▸ **WORK INSTRUCTIONS**:
From the line that includes "Provide the outline of every instance of the entrance" to the last line of the records, inclusive, repeat each line exactly.
── DATA UNDER STUDY
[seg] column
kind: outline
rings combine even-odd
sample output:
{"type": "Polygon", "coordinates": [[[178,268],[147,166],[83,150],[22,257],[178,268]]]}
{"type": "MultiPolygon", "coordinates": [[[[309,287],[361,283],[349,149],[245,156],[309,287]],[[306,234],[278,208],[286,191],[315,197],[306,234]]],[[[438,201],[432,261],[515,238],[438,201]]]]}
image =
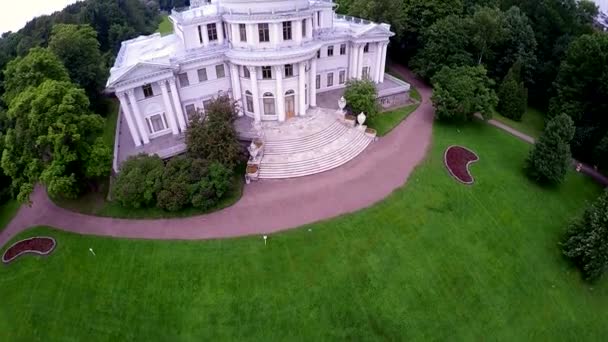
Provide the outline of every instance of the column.
{"type": "Polygon", "coordinates": [[[317,106],[317,57],[310,60],[310,70],[308,79],[308,93],[310,95],[309,102],[311,107],[317,106]]]}
{"type": "Polygon", "coordinates": [[[349,78],[357,78],[357,56],[359,55],[359,50],[357,49],[357,44],[351,44],[349,49],[349,63],[348,63],[348,74],[349,78]]]}
{"type": "Polygon", "coordinates": [[[270,44],[277,46],[281,42],[281,23],[270,23],[270,44]]]}
{"type": "Polygon", "coordinates": [[[285,121],[285,92],[283,91],[283,66],[277,65],[274,67],[274,73],[277,79],[276,99],[277,99],[277,114],[279,121],[285,121]]]}
{"type": "Polygon", "coordinates": [[[149,144],[150,138],[148,138],[146,125],[144,125],[144,118],[141,116],[141,112],[139,111],[139,105],[137,104],[137,99],[135,98],[135,91],[133,89],[129,89],[127,90],[127,94],[129,95],[129,102],[131,102],[131,106],[133,107],[135,122],[137,123],[137,128],[139,128],[139,136],[141,137],[141,140],[143,140],[144,144],[149,144]]]}
{"type": "Polygon", "coordinates": [[[365,49],[365,44],[361,44],[359,45],[359,53],[357,56],[357,78],[361,79],[363,78],[363,50],[365,49]]]}
{"type": "Polygon", "coordinates": [[[291,22],[291,27],[293,28],[293,39],[296,44],[300,45],[302,43],[302,20],[296,20],[291,22]]]}
{"type": "Polygon", "coordinates": [[[239,67],[230,63],[230,80],[232,81],[232,98],[239,103],[239,116],[243,116],[243,95],[241,93],[241,78],[239,67]]]}
{"type": "Polygon", "coordinates": [[[201,25],[201,35],[203,36],[203,46],[209,46],[209,34],[207,33],[207,24],[201,25]]]}
{"type": "Polygon", "coordinates": [[[312,22],[311,22],[311,26],[313,30],[317,29],[317,12],[312,12],[312,22]]]}
{"type": "Polygon", "coordinates": [[[384,82],[384,70],[386,69],[386,52],[388,50],[388,43],[384,43],[382,46],[382,66],[380,67],[380,80],[379,82],[384,82]]]}
{"type": "Polygon", "coordinates": [[[382,49],[384,43],[376,43],[376,62],[374,63],[374,82],[380,83],[380,69],[382,68],[382,49]]]}
{"type": "Polygon", "coordinates": [[[177,116],[177,122],[179,122],[179,127],[182,132],[186,131],[187,119],[184,116],[184,111],[182,110],[182,101],[179,99],[179,93],[177,92],[177,86],[175,85],[175,79],[169,79],[169,88],[171,88],[171,96],[173,97],[173,103],[175,104],[175,114],[177,116]]]}
{"type": "Polygon", "coordinates": [[[304,65],[304,62],[300,62],[299,63],[299,75],[298,75],[298,83],[299,83],[299,87],[298,87],[298,97],[299,97],[299,108],[300,108],[300,115],[304,115],[306,114],[306,66],[304,65]]]}
{"type": "MultiPolygon", "coordinates": [[[[253,24],[245,24],[245,30],[247,31],[247,45],[252,46],[255,42],[257,42],[256,34],[257,30],[255,29],[257,25],[253,24]]],[[[240,38],[239,38],[240,39],[240,38]]]]}
{"type": "Polygon", "coordinates": [[[312,18],[306,18],[306,37],[308,37],[309,39],[312,39],[312,18]]]}
{"type": "MultiPolygon", "coordinates": [[[[221,21],[218,23],[215,23],[215,29],[217,30],[217,42],[221,44],[224,44],[224,39],[226,37],[224,37],[224,23],[222,23],[221,21]]],[[[228,32],[226,32],[226,34],[228,34],[228,32]]]]}
{"type": "Polygon", "coordinates": [[[131,113],[131,109],[129,108],[129,102],[127,102],[127,94],[118,93],[116,95],[118,95],[118,100],[120,101],[120,108],[122,109],[122,113],[125,119],[127,120],[127,126],[129,127],[129,132],[131,132],[131,138],[133,138],[133,143],[135,143],[135,146],[141,146],[141,140],[139,139],[137,126],[135,122],[133,122],[133,114],[131,113]]]}
{"type": "Polygon", "coordinates": [[[253,96],[253,113],[256,122],[262,121],[262,113],[260,112],[260,90],[258,89],[258,71],[257,67],[249,66],[249,74],[251,75],[251,95],[253,96]]]}
{"type": "Polygon", "coordinates": [[[175,112],[173,112],[173,106],[171,105],[171,100],[169,99],[169,92],[167,91],[167,83],[165,81],[157,82],[160,87],[161,93],[163,95],[163,102],[165,103],[165,110],[167,111],[167,116],[169,118],[169,125],[171,125],[171,131],[173,135],[179,134],[179,127],[177,127],[177,121],[175,120],[175,112]]]}

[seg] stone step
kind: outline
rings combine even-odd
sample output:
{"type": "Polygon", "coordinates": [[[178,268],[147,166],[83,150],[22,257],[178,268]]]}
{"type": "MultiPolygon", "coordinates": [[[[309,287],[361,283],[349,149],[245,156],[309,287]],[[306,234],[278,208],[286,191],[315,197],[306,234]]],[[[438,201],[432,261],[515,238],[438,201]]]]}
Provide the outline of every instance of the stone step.
{"type": "Polygon", "coordinates": [[[315,134],[291,139],[267,141],[264,153],[268,155],[283,153],[299,153],[327,145],[338,139],[348,131],[348,128],[339,122],[335,122],[323,131],[315,134]]]}

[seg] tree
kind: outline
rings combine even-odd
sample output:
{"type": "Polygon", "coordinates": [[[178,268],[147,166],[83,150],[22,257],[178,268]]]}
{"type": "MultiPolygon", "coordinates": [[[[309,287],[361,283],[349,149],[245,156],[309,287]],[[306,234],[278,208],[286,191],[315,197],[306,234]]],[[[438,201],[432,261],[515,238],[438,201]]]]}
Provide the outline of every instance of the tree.
{"type": "Polygon", "coordinates": [[[179,211],[191,203],[196,183],[201,181],[191,176],[192,161],[192,158],[184,156],[169,160],[163,172],[157,207],[179,211]]]}
{"type": "Polygon", "coordinates": [[[471,17],[470,38],[476,50],[476,62],[493,57],[493,48],[507,35],[503,12],[495,7],[479,7],[471,17]]]}
{"type": "Polygon", "coordinates": [[[608,171],[608,133],[593,150],[593,159],[597,161],[600,170],[608,171]]]}
{"type": "Polygon", "coordinates": [[[444,66],[473,65],[473,56],[467,51],[469,27],[468,19],[456,15],[431,25],[422,35],[422,48],[412,59],[414,71],[430,80],[444,66]]]}
{"type": "Polygon", "coordinates": [[[11,101],[1,165],[19,200],[27,201],[37,182],[51,196],[75,197],[87,180],[108,174],[111,149],[98,138],[103,118],[88,106],[82,89],[54,80],[11,101]]]}
{"type": "Polygon", "coordinates": [[[521,80],[521,64],[515,63],[498,88],[498,112],[520,121],[528,105],[528,89],[521,80]]]}
{"type": "Polygon", "coordinates": [[[61,60],[50,50],[34,48],[25,57],[10,61],[4,70],[4,96],[7,105],[28,87],[37,87],[46,80],[69,81],[61,60]]]}
{"type": "Polygon", "coordinates": [[[571,164],[574,124],[566,114],[551,119],[526,159],[526,173],[541,184],[561,183],[571,164]]]}
{"type": "Polygon", "coordinates": [[[483,66],[443,67],[432,80],[435,115],[445,121],[470,120],[475,113],[492,116],[498,98],[483,66]]]}
{"type": "Polygon", "coordinates": [[[163,161],[157,155],[131,156],[122,163],[112,184],[112,196],[128,208],[154,206],[162,187],[163,171],[163,161]]]}
{"type": "Polygon", "coordinates": [[[206,169],[205,165],[201,160],[192,163],[193,176],[199,179],[192,193],[192,206],[209,209],[230,190],[233,172],[218,162],[209,164],[206,169]]]}
{"type": "Polygon", "coordinates": [[[195,114],[186,131],[188,155],[234,169],[241,159],[241,146],[233,124],[237,112],[236,104],[222,95],[207,106],[206,117],[195,114]]]}
{"type": "Polygon", "coordinates": [[[365,113],[370,118],[374,117],[379,112],[377,98],[376,85],[370,80],[349,80],[346,83],[344,99],[354,115],[365,113]]]}
{"type": "Polygon", "coordinates": [[[608,192],[570,224],[561,246],[586,279],[594,280],[604,273],[608,267],[608,192]]]}
{"type": "Polygon", "coordinates": [[[49,49],[63,62],[72,81],[90,98],[97,98],[106,78],[97,32],[89,25],[57,24],[49,49]]]}

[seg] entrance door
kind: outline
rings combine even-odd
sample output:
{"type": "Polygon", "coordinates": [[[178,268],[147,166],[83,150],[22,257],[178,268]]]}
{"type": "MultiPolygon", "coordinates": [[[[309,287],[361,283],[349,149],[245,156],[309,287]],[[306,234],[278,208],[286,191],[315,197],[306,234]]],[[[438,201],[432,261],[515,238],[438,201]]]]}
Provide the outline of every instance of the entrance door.
{"type": "Polygon", "coordinates": [[[285,96],[285,117],[287,119],[296,116],[296,96],[295,94],[285,96]]]}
────
▸ **ANSWER SECTION**:
Provide the outline of every instance of the entrance door.
{"type": "Polygon", "coordinates": [[[285,96],[285,117],[287,119],[296,116],[296,96],[295,94],[285,96]]]}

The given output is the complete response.